_文書抜粋_:
発想、企画の立案、企画書の作成、キャスティング、そして撮影などプロデューサーの業務は多岐に渡るが、村瀬氏はこの仕事を「責任者」だと表現する。だからこそ、自身が面白いと感じたアイディアは人のものでもどんどんと乗っかり、一方で時には上層部からの声にも惑わされない勇気を持っている。

「僕はサラリーマンとして何十年やってきて、クリエイターでもあるけど、あくまで会社員です。会社という組織で生きてきて、はっきりわかったのは、失敗したときに誰もかばってくれないということ。僕がなにか大きな失敗をしたとき、上司は誰一人『これは俺の責任だ』とは言ってくれないということを学んだんです。それなら、自分が納得できない上司の意見を聞くのって損なだけですよね。僕、人のせいにするということがこの世で一番嫌いで。失敗したときに、あの人に言われたからやったという言い訳が自分の中に残るのが嫌なんですよ。自分の責任だって言いたいんです」

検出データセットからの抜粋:
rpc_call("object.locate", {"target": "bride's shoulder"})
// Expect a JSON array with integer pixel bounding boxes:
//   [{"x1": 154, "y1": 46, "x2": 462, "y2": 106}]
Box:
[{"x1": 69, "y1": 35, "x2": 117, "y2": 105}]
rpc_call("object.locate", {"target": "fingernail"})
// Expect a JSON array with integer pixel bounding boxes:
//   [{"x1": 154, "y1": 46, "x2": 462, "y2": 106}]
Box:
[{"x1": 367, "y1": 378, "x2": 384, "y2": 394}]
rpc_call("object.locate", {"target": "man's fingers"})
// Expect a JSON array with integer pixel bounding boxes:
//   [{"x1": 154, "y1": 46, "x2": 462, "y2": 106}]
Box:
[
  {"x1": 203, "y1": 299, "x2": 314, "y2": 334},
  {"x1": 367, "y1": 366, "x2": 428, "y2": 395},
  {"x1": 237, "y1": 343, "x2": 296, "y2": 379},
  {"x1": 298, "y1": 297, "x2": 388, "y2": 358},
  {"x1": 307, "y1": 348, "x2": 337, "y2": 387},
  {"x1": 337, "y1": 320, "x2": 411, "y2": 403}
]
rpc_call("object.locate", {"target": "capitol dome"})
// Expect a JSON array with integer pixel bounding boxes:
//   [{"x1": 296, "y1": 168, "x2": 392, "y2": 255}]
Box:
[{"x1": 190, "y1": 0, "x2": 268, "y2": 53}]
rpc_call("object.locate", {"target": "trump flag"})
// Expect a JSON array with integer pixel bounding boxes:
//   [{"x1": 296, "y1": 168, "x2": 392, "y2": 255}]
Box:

_課題_: 文書抜粋で、プロデューサーの業務として具体的に挙げられているものをすべて書き出しなさい。

_解答例_: 発想、企画の立案、企画書の作成、キャスティング、撮影